Inverted nipple grade 1 refers to nipples that can easily be pulled out, by using finger pressure around the areola. The grade-1 inverted nipple maintains its projections and rarely retracts. Also, grade-1 inverted nipples may occasionally pop up without manipulation or pressure. Milk ducts are usually not compromised and breast feeding is possible. These are "shy nipples". It is believed to have minimal or no fibrosis. There is no soft-tissue deficiency of the nipple. The lactiferous duct should be normal without any retraction.

Inverted nipple grade 2 is the nipple which can be pulled out, though not as easily as the grade 1, but which retracts after pressure is released. Breast feeding is usually possible, though it is more likely to be hard to get the baby to latch comfortably in the first weeks after birth; extra help may be needed. Grade 2 nipples have a moderate degree of fibrosis. The lactiferous ducts are mildly retracted, but do not need to be cut for the release of fibrosis. On histological examination, these nipples have rich collagenous stromata with numerous bundles of smooth muscle.

▶ Material supplied
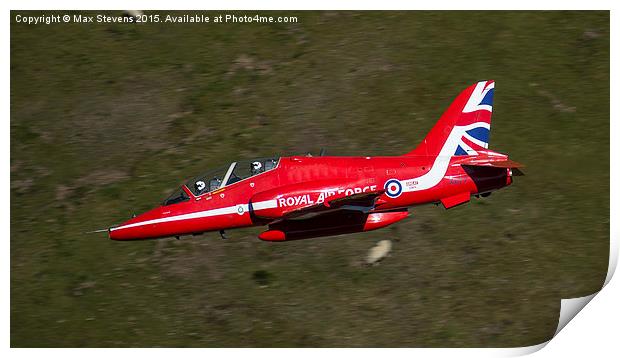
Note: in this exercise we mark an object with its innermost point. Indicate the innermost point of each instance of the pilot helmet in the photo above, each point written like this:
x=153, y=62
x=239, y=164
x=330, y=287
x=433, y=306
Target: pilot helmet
x=256, y=167
x=200, y=185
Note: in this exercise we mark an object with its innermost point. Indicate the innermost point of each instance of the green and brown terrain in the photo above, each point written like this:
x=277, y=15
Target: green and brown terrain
x=108, y=119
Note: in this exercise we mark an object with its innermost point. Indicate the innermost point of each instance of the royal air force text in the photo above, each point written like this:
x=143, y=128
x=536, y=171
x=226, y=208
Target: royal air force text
x=308, y=199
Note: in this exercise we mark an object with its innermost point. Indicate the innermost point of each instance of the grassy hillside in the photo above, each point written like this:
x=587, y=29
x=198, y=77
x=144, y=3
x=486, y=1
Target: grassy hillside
x=107, y=119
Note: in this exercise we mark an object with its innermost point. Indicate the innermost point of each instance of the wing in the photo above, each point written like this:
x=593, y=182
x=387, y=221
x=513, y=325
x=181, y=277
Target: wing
x=363, y=202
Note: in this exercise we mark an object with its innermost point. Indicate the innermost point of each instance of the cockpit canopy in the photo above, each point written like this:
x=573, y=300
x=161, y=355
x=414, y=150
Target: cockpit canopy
x=223, y=176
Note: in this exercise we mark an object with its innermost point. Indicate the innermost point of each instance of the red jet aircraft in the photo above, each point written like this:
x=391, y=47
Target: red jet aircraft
x=302, y=197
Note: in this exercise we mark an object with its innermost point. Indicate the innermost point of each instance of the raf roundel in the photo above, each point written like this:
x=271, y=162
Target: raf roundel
x=393, y=188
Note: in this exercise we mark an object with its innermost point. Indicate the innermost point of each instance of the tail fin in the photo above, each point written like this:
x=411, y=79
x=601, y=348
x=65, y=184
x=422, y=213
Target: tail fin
x=464, y=127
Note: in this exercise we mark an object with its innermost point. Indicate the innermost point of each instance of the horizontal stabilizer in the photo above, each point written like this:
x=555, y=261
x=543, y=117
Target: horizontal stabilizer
x=488, y=159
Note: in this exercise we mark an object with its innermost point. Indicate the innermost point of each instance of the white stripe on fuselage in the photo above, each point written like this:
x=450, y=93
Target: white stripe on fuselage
x=440, y=166
x=268, y=204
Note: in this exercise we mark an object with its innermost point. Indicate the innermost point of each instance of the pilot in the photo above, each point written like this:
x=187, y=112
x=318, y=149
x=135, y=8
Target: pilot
x=199, y=185
x=256, y=167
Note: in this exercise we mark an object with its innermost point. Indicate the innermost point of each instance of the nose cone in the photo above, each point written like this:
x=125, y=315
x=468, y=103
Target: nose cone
x=143, y=226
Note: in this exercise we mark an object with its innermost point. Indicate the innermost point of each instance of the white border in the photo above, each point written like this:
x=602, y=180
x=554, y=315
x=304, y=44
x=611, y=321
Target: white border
x=595, y=329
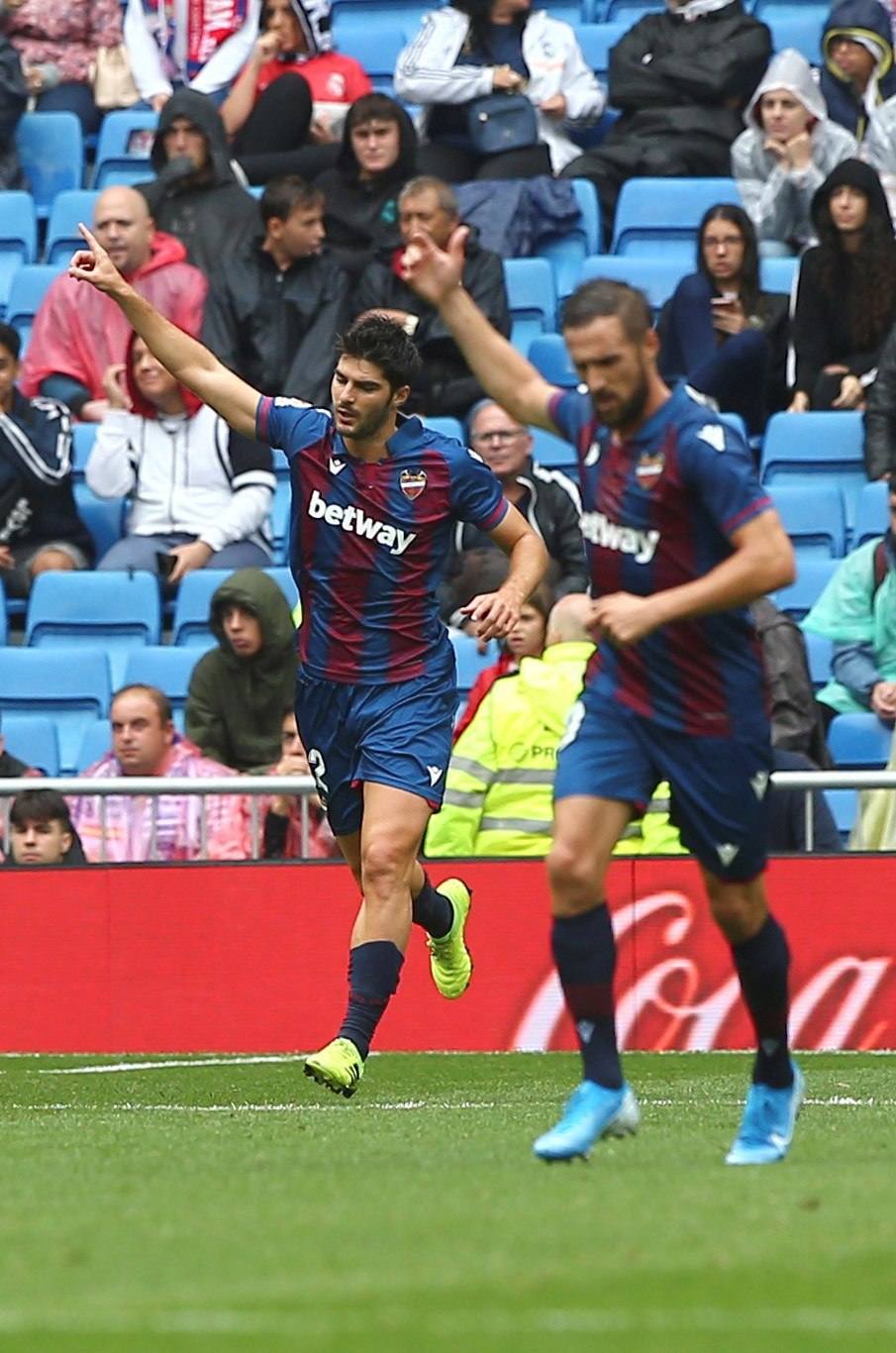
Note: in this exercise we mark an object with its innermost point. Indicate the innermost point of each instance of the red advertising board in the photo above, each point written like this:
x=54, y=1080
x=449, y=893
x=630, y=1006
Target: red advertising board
x=252, y=958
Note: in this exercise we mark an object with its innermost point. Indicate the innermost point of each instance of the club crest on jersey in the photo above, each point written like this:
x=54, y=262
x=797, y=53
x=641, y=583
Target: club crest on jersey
x=413, y=481
x=648, y=468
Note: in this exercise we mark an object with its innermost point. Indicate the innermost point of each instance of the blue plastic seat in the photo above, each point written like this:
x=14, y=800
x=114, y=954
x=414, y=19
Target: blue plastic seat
x=813, y=518
x=532, y=296
x=62, y=229
x=859, y=742
x=72, y=688
x=117, y=610
x=661, y=215
x=51, y=152
x=32, y=738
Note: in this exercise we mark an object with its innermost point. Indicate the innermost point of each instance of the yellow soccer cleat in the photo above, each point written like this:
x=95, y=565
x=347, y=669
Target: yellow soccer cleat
x=450, y=961
x=340, y=1067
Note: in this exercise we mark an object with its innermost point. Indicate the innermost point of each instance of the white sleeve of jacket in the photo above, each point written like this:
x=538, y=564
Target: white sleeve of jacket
x=111, y=467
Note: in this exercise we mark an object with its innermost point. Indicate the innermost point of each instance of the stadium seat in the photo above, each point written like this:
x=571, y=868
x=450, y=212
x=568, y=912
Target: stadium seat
x=799, y=597
x=73, y=693
x=813, y=450
x=32, y=738
x=27, y=290
x=532, y=296
x=18, y=237
x=661, y=215
x=62, y=229
x=859, y=742
x=872, y=513
x=117, y=610
x=813, y=520
x=51, y=152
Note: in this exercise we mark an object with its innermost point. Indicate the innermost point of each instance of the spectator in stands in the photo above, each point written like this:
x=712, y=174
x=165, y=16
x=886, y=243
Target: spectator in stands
x=548, y=498
x=287, y=108
x=170, y=827
x=58, y=41
x=719, y=330
x=788, y=149
x=858, y=74
x=240, y=688
x=282, y=834
x=196, y=43
x=77, y=336
x=472, y=49
x=41, y=831
x=40, y=527
x=845, y=292
x=681, y=80
x=377, y=156
x=200, y=492
x=196, y=194
x=855, y=610
x=272, y=315
x=445, y=384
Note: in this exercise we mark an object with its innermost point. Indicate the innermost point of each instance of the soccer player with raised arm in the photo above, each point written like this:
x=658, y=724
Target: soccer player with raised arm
x=681, y=537
x=374, y=498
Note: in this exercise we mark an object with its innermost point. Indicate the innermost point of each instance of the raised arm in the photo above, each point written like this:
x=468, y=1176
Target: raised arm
x=192, y=364
x=503, y=372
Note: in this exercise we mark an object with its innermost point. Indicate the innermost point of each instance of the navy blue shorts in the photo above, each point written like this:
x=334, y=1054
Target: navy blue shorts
x=719, y=784
x=392, y=735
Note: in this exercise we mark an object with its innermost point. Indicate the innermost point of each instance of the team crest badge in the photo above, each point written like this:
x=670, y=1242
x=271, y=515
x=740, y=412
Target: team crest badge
x=413, y=481
x=648, y=468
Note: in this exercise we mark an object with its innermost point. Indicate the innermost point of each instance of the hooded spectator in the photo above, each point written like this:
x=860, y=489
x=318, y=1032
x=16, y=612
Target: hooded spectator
x=197, y=195
x=240, y=688
x=787, y=152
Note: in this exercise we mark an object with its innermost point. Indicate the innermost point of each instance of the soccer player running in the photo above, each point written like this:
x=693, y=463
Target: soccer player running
x=680, y=537
x=374, y=498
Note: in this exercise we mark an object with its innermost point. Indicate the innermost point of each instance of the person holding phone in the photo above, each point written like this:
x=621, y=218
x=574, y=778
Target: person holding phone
x=200, y=492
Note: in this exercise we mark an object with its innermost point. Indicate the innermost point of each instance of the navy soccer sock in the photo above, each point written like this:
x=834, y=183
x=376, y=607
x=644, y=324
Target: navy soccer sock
x=373, y=977
x=762, y=964
x=433, y=911
x=585, y=956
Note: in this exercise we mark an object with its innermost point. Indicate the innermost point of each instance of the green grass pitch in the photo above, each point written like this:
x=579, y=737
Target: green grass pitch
x=218, y=1204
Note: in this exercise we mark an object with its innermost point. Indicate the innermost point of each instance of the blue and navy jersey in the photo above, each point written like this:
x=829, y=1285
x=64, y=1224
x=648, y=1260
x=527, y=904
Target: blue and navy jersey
x=657, y=512
x=369, y=542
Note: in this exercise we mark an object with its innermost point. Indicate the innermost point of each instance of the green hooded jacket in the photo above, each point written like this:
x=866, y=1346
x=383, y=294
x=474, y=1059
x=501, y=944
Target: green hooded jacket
x=236, y=705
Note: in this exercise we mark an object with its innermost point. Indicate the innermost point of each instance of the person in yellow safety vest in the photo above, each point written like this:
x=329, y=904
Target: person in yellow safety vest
x=500, y=782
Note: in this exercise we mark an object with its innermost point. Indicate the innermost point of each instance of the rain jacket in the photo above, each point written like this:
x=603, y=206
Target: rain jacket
x=178, y=834
x=778, y=199
x=236, y=705
x=865, y=22
x=499, y=797
x=208, y=210
x=78, y=332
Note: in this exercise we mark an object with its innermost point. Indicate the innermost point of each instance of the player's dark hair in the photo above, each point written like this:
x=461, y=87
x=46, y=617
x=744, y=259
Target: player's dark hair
x=385, y=346
x=738, y=218
x=284, y=194
x=157, y=695
x=40, y=805
x=10, y=340
x=600, y=299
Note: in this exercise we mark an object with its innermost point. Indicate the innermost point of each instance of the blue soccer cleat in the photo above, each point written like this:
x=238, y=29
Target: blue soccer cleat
x=766, y=1127
x=592, y=1111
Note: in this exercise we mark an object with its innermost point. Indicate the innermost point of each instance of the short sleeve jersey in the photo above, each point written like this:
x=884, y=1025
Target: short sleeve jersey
x=658, y=512
x=369, y=543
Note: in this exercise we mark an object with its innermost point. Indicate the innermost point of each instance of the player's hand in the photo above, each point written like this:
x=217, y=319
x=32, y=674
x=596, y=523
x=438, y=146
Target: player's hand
x=195, y=555
x=433, y=272
x=95, y=265
x=493, y=613
x=623, y=618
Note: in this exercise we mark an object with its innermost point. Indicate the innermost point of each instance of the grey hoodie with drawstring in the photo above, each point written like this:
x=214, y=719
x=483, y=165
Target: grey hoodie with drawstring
x=777, y=199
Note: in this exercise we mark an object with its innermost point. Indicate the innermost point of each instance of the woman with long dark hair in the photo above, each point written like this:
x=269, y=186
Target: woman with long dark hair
x=721, y=332
x=846, y=291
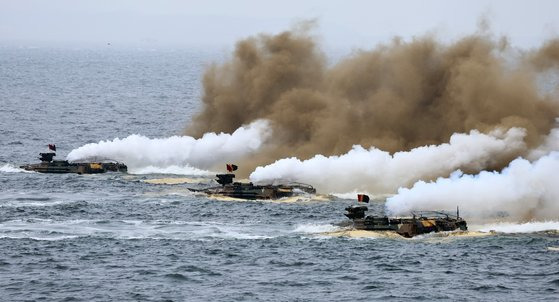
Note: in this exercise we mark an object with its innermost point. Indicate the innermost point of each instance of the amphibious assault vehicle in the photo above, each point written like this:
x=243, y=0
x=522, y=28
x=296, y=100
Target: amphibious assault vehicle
x=250, y=191
x=421, y=222
x=48, y=165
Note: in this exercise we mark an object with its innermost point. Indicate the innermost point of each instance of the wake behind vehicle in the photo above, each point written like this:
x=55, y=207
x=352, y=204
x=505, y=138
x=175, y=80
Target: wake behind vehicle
x=49, y=165
x=421, y=222
x=250, y=191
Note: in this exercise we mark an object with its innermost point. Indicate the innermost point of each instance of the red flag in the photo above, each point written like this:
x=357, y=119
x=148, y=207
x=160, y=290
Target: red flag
x=362, y=198
x=231, y=167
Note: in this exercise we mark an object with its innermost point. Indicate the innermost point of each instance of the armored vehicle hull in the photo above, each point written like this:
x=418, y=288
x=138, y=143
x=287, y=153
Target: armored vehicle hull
x=420, y=223
x=48, y=165
x=250, y=191
x=62, y=166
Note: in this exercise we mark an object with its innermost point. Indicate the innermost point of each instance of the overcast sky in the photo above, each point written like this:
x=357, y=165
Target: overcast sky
x=341, y=24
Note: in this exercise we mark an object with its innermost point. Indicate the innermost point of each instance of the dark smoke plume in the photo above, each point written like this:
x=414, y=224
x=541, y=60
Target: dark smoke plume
x=394, y=97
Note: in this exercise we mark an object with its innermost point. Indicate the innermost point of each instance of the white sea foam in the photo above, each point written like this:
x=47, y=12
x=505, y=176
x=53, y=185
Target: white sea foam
x=7, y=168
x=314, y=228
x=46, y=229
x=176, y=170
x=143, y=154
x=528, y=227
x=378, y=172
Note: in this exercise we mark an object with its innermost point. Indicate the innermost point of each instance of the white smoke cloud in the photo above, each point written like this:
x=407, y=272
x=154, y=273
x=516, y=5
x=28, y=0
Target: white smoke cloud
x=523, y=191
x=376, y=171
x=182, y=153
x=550, y=143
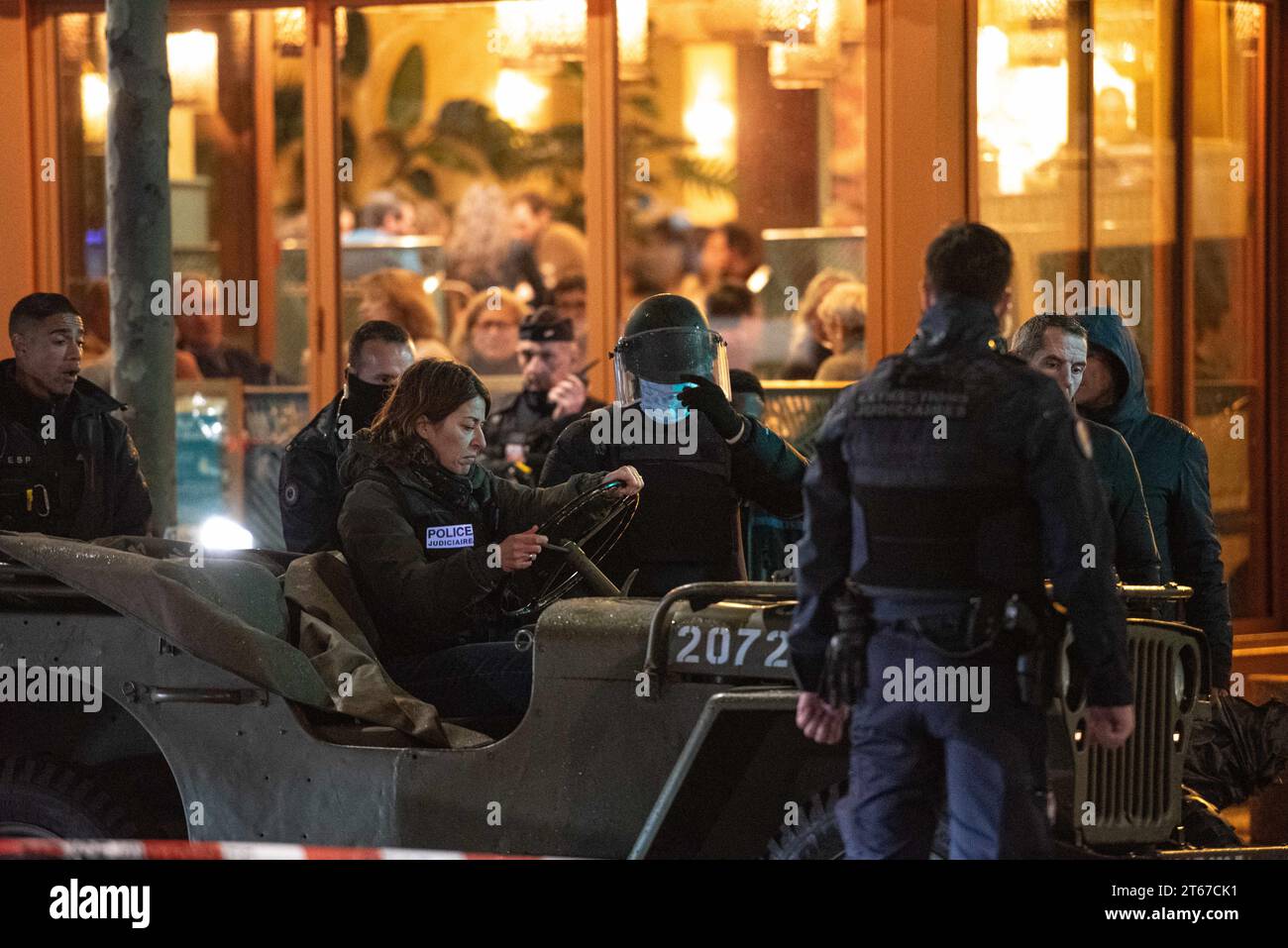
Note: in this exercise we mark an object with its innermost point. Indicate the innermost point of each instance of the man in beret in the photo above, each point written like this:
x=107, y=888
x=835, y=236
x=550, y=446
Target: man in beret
x=523, y=427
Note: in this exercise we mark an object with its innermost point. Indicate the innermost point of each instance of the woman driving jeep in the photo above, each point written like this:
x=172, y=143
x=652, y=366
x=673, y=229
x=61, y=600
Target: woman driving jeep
x=430, y=535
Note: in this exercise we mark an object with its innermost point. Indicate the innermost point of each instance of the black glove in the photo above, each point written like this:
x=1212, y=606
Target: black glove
x=709, y=399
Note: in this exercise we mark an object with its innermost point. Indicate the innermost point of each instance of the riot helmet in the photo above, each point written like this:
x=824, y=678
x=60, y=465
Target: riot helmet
x=666, y=338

▶ Exercises to complete
- A) Based on the text on inverted nipple grades, answer yes or no to each statement below and quote the words that decide it.
(i) Grade-1 inverted nipples can sometimes pop up with no manipulation or pressure.
(ii) In grade 2, the lactiferous ducts must be cut to release the fibrosis.
(iii) Grade 2 nipples have minimal or no fibrosis.
- B) Write the next part of the text on inverted nipple grades, picking up after its last sentence.
The records are material of their own, separate from the text on inverted nipple grades.

▶ Answer section
- A)
(i) Yes: "grade-1 inverted nipples may occasionally pop up without manipulation or pressure."
(ii) No: "do not need to be cut for the release of fibrosis."
(iii) No: "Grade 2 nipples have a moderate degree of fibrosis."

- B)
Inverted nipple grade 3 describes a severely inverted and retracted nipple which can rarely be pulled out physically and which requires surgery to be protracted. Milk ducts are often constricted, and breast feeding is difficult, but not necessarily impossible. With good preparation and help, babies often can drink at the breast, and milk production is not affected; after breastfeeding, nipples often are less or no longer inverted. Women with grade-3 inverted nipples may also struggle with infections, rashes, or problems with nipple hygiene. The fibrosis is remarkable and lactiferous ducts are short and severely retracted. The bulk of soft tissue is markedly insufficient in the nipple. Histologically, atrophic terminal duct lobular units and severe fibrosis are seen.

== Pregnancy and breastfeeding ==
Women with inverted nipples may find that their nipples protract (come out) temporarily or permanently during pregnancy, or as a result of breastfeeding. Most women with inverted nipples who give birth are able to breastfeed without complication, but inexperienced mothers may experience higher than average pain and soreness when initially attempting to breastfeed. When a mother uses proper breastfeeding technique, the infant latches onto the areola, not the nipple, so women with inverted nipples are actually able to breastfeed without any problem. An infant that latches on well may be able to slush out an inverted nipple. The use of a breast pump or other suction device immediately before a feeding may help to draw out inverted nipples. A hospital grade electric pump may be used for this purpose. Some women also find that using a nipple shield can help facilitate breastfeeding. Frequent stimulation such as sexual intercourse and foreplay (such as nipple sucking) also helps the nipple protract.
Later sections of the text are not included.